**EXCERPTED DATA**
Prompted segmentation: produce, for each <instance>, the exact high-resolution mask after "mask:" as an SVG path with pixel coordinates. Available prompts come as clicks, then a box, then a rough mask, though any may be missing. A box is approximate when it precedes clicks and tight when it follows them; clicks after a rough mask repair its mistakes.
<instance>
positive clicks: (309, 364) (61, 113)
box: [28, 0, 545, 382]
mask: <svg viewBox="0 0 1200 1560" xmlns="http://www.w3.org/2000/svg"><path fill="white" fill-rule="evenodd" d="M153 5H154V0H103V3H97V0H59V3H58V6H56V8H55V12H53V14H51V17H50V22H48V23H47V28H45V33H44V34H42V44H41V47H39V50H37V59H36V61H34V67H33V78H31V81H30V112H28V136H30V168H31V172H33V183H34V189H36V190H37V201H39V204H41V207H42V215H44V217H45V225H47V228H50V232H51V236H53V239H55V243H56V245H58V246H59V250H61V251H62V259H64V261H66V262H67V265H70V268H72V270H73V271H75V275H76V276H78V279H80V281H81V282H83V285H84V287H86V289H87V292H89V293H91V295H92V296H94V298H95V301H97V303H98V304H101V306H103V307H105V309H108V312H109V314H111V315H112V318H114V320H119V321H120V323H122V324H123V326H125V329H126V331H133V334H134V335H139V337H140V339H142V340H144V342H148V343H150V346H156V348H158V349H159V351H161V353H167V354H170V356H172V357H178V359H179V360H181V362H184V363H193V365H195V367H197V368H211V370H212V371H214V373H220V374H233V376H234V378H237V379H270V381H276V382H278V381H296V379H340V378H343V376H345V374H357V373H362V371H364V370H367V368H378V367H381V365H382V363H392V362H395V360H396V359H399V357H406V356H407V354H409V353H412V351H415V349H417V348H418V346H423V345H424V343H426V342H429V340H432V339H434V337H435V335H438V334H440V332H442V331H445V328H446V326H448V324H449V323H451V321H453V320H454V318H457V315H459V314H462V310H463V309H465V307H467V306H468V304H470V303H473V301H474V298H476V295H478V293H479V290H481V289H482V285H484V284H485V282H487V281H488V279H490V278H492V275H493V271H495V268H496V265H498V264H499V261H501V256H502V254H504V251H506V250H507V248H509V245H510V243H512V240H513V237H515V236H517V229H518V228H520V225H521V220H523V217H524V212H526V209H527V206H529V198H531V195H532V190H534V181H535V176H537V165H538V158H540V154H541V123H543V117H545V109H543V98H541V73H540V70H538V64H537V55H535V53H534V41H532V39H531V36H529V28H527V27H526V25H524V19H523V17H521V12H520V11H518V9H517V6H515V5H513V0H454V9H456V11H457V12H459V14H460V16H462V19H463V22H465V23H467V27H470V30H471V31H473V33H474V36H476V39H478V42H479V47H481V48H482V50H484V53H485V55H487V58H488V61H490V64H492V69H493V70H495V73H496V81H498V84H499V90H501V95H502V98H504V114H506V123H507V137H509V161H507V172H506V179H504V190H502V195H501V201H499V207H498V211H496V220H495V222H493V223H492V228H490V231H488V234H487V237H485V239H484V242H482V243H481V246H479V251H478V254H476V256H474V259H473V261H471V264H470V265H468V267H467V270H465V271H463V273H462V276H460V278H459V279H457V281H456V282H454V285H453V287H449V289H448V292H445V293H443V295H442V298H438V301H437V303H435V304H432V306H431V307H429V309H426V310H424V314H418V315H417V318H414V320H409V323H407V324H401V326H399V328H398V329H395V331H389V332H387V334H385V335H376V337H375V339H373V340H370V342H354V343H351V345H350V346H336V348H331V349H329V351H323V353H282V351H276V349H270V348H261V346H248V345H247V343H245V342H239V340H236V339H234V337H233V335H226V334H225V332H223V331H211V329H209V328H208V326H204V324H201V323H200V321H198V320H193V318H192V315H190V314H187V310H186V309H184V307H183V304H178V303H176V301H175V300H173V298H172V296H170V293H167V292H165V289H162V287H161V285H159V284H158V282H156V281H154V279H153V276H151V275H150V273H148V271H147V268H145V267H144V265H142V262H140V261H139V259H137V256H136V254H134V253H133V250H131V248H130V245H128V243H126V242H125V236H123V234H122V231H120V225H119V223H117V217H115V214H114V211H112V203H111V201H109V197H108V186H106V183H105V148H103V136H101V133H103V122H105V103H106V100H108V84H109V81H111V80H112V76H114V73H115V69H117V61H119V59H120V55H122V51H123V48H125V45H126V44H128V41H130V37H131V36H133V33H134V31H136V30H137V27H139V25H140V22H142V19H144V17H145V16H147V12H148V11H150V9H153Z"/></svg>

**WHAT IS BEING ASKED**
The entries above are to be output exactly as they appear.

**OUTPUT OF THE TASK**
Prompted segmentation: produce, for each <instance>, the exact high-resolution mask after "mask:" as an SVG path with pixel coordinates. Available prompts come as clicks, then a box, then a rough mask, though any may be missing. A box is approximate when it precedes clicks and tight when it follows them; clicks after a rough mask repair its mistakes.
<instance>
positive clicks: (309, 364) (61, 113)
box: [28, 0, 545, 382]
mask: <svg viewBox="0 0 1200 1560" xmlns="http://www.w3.org/2000/svg"><path fill="white" fill-rule="evenodd" d="M153 5H154V0H103V3H97V0H59V3H58V6H56V8H55V12H53V14H51V17H50V22H48V23H47V28H45V33H44V34H42V44H41V47H39V50H37V59H36V61H34V67H33V78H31V81H30V112H28V136H30V168H31V172H33V183H34V189H36V190H37V201H39V204H41V207H42V215H44V217H45V225H47V228H50V232H51V236H53V239H55V243H56V245H58V246H59V250H61V251H62V259H64V261H66V262H67V265H70V268H72V270H73V271H75V275H76V276H78V279H80V281H81V282H83V285H84V287H86V289H87V292H89V293H91V295H92V296H94V298H95V301H97V303H98V304H101V306H103V307H105V309H108V312H109V314H111V315H112V318H114V320H119V321H120V323H122V324H123V326H125V329H126V331H133V334H134V335H139V337H140V339H142V340H144V342H148V343H150V346H156V348H158V349H159V351H161V353H167V354H170V356H172V357H178V359H179V360H181V362H184V363H193V365H195V367H197V368H211V370H212V371H214V373H220V374H233V376H234V378H237V379H270V381H276V382H278V381H296V379H340V378H343V376H345V374H357V373H362V371H364V370H367V368H378V367H381V365H382V363H392V362H395V360H396V359H399V357H406V356H407V354H409V353H412V351H415V349H417V348H418V346H423V345H424V343H426V342H429V340H432V339H434V337H435V335H438V334H440V332H442V331H445V328H446V326H448V324H449V323H451V321H453V320H454V318H457V315H459V314H462V310H463V309H465V307H467V306H468V304H470V303H473V301H474V298H476V295H478V293H479V290H481V289H482V285H484V284H485V282H487V281H488V279H490V278H492V275H493V271H495V268H496V265H498V264H499V261H501V256H502V254H504V251H506V250H507V248H509V245H510V243H512V240H513V237H515V236H517V229H518V228H520V225H521V220H523V217H524V212H526V209H527V206H529V198H531V195H532V190H534V181H535V176H537V165H538V158H540V154H541V123H543V117H545V109H543V98H541V73H540V70H538V64H537V55H535V53H534V41H532V39H531V36H529V28H527V27H526V25H524V19H523V17H521V12H520V11H518V9H517V6H515V5H513V0H454V9H456V11H457V12H459V14H460V16H462V19H463V22H465V23H467V27H470V30H471V31H473V33H474V36H476V39H478V42H479V47H481V48H482V50H484V53H485V55H487V58H488V61H490V64H492V69H493V70H495V73H496V81H498V84H499V90H501V95H502V98H504V114H506V123H507V137H509V161H507V172H506V179H504V190H502V195H501V201H499V207H498V211H496V220H495V222H493V223H492V228H490V231H488V234H487V237H485V239H484V242H482V243H481V246H479V251H478V254H476V256H474V259H473V261H471V264H470V265H468V267H467V270H465V271H463V273H462V276H460V278H459V279H457V281H456V282H454V285H453V287H449V289H448V292H445V293H443V295H442V298H438V301H437V303H435V304H432V306H431V307H429V309H426V310H424V314H418V315H417V318H414V320H409V323H407V324H401V326H399V328H398V329H395V331H389V332H387V334H385V335H376V337H375V339H373V340H370V342H354V343H351V345H350V346H336V348H331V349H329V351H323V353H282V351H276V349H270V348H261V346H248V345H247V343H245V342H239V340H236V339H234V337H233V335H226V334H225V332H223V331H211V329H209V328H208V326H204V324H201V323H200V321H198V320H193V318H192V315H190V314H187V310H186V309H184V307H183V304H178V303H176V301H175V300H173V298H172V296H170V293H167V292H165V289H162V287H161V285H159V284H158V282H156V281H154V279H153V276H151V275H150V273H148V271H147V268H145V267H144V265H142V262H140V261H139V259H137V256H136V254H134V253H133V250H131V248H130V245H128V243H126V242H125V236H123V234H122V231H120V225H119V223H117V217H115V214H114V211H112V203H111V201H109V197H108V186H106V183H105V148H103V136H101V133H103V122H105V103H106V100H108V84H109V81H111V80H112V76H114V73H115V69H117V61H119V59H120V55H122V51H123V48H125V45H126V44H128V41H130V37H131V36H133V33H134V31H136V30H137V27H139V25H140V22H142V19H144V17H145V16H147V12H148V11H150V9H153Z"/></svg>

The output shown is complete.